→ **Questions to answer**:
a – Using the Claude Newman article below, decide whether each statement agrees with it: (i) Claude Newman was born in Stuttgart, Arkansas; (ii) Claude's lawyer was Fr. Robert O'Leary; (iii) Claude fled to his mother's house in Arkansas on the day of the shooting. For each, answer yes or no and quote the words of the article that decide it.
b – Shorten the paragraph of the Claude Newman article below that begins "In January, 1943," keeping its main facts.

═══ Supplied passage

The Amazing Conversion of Death Row Inmate Claude Newman

(photo: Register Files)

I had heard of the story of a death row inmate who had converted to Christ's Holy, Catholic and Apostolic Church after having experienced a Marian apparition but, frankly, you hear about these stories all the time and they turn out to be little more than pious tales rather than historically accurate accounts.

Having spoken with Fr. Malcolm O'Leary, the pastor of St. Mary's Catholic Church in Vicksburg, Mississippi, I'm convinced that—though there are some cloudier details—the greater, most important aspects of the story are credible. In other words, there's more truth than myth in the tale and the few discrepancies between versions of the story are barely enough to choke a skeptic.

Born in Stuttgart, Arkansas, Claude Newman (1923-1944) was an illiterate, black sharecropper raised by his grandmother, Ellen Newman, of Bovina, Mississippi.

In 1939, Mrs. Newman married a man named Sid Cook who repeatedly sexually and physically abused her. This angered Claude.

In 1940, at the age of 17, Claude found employment as a farmhand on Ceres Plantation in Bovina, Mississippi and got married.

On Dec. 19, 1942, egged on by his friend Elbert Harris, Claude lay in waiting at Sid Cook’s house. By this time, Sid and Claude's grandmother had separated. As soon as Sid entered his home, Claude shot and killed him, took his money and fled to his mother's house in Arkansas two days later.

In January, 1943, law enforcement captured Claude and returned him to Vicksburg, Mississippi. He confessed to the crime but his lawyer, Harry K. Murray, urged the court to reject his confession as being coerced. Despite this, Claude was found guilty and sentenced to die in the electric chair. An appeal to retry the case was rejected and he was scheduled to be executed on January 20, 1944.

Prison chaplain Fr. Robert O'Leary (1911-1984)—no relation to the current pastor of St. Mary's whom I interviewed—came to know Claude very well during the latter's imprisonment. While on death row, Claude shared a cellblock with four other prisoners. One night, as the five men sat talking, Claude noticed a Miraculous Medal around his fellow prisoner's neck.

Curious, he asked the man as to its meaning. The man either didn’t want to speak or was otherwise furious at Claude's question. He gave it to Claude, who picked it up and placed it around his own neck without fully understanding its significance.

During that night, some sources say, Claude was awakened with a gentle touch upon his wrist. He awoke to find, as he later explained to Fr. O’Leary, "the most beautiful woman that God ever created."

Shocked at the appearance of this woman in his prison cell, Claude panicked but the mysterious Lady calmed Claude saying, "If you would like me to be your Mother, and you would like to be my child, send for a priest of the Catholic Church."

══════
═══ Data excerpts

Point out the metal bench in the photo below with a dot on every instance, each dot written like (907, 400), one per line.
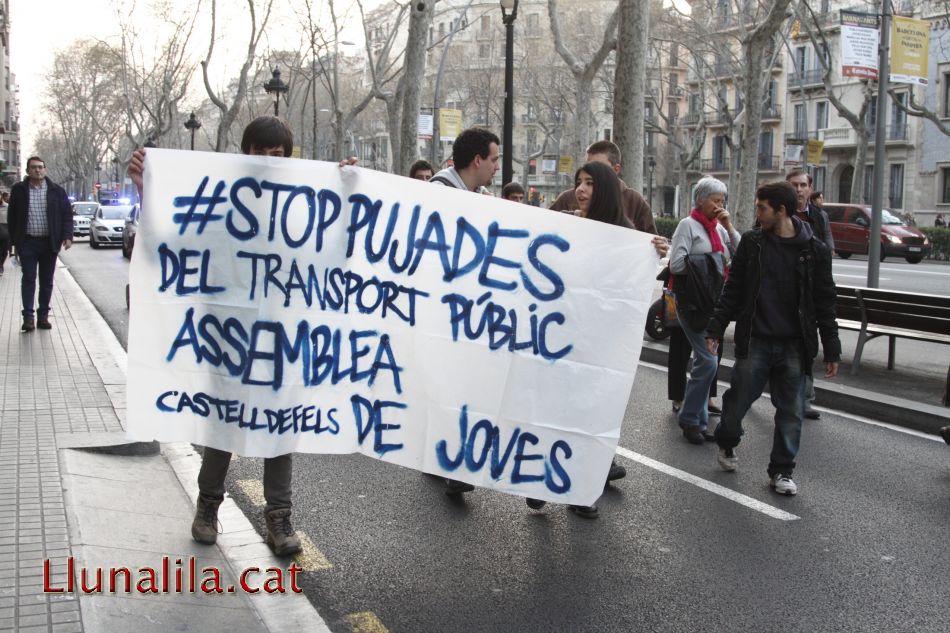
(873, 312)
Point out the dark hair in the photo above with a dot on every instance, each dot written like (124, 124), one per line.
(799, 172)
(420, 165)
(265, 132)
(606, 204)
(779, 194)
(474, 141)
(510, 188)
(606, 147)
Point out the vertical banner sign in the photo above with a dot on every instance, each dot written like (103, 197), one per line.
(859, 43)
(282, 305)
(910, 39)
(450, 124)
(425, 126)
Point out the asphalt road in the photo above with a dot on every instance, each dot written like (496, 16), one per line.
(679, 546)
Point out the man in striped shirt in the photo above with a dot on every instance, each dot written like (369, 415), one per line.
(41, 222)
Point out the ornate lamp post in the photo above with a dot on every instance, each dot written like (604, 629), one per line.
(192, 125)
(509, 12)
(277, 87)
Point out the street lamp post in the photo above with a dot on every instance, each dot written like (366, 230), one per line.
(509, 12)
(192, 125)
(277, 87)
(651, 163)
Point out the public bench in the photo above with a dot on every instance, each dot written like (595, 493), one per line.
(873, 312)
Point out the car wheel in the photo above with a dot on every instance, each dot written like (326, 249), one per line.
(655, 327)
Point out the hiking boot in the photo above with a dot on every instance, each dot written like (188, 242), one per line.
(783, 484)
(280, 532)
(616, 471)
(204, 528)
(727, 459)
(453, 487)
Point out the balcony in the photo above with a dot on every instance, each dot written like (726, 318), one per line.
(811, 78)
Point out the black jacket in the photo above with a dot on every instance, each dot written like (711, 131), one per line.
(59, 213)
(816, 298)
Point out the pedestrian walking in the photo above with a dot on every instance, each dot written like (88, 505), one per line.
(40, 221)
(264, 136)
(703, 245)
(781, 294)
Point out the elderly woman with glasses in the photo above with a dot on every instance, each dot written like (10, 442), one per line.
(703, 244)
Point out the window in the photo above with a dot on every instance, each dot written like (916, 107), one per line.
(895, 188)
(821, 115)
(800, 120)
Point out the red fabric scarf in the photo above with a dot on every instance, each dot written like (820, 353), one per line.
(710, 226)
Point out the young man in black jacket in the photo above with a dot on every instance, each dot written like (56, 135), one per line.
(781, 294)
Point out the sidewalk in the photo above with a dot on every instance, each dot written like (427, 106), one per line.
(72, 489)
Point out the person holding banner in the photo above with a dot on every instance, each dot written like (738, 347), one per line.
(598, 194)
(703, 244)
(264, 136)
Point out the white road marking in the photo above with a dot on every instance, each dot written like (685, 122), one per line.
(722, 491)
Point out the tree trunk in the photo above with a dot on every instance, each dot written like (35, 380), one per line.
(633, 36)
(413, 69)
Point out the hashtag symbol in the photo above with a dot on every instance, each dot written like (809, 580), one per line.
(192, 215)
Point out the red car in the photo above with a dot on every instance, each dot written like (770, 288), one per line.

══════

→ **Solved problems**:
a –
(i) Yes: "Born in Stuttgart, Arkansas, Claude Newman (1923-1944)"
(ii) No: "his lawyer, Harry K. Murray"
(iii) No: "fled to his mother's house in Arkansas two days later."

b – Captured in January 1943 and returned to Vicksburg, Mississippi, Claude confessed. His lawyer, Harry K. Murray, argued that the confession was coerced. Claude was still convicted and sentenced to the electric chair. After an appeal for a retrial was rejected, his execution was set for January 20, 1944.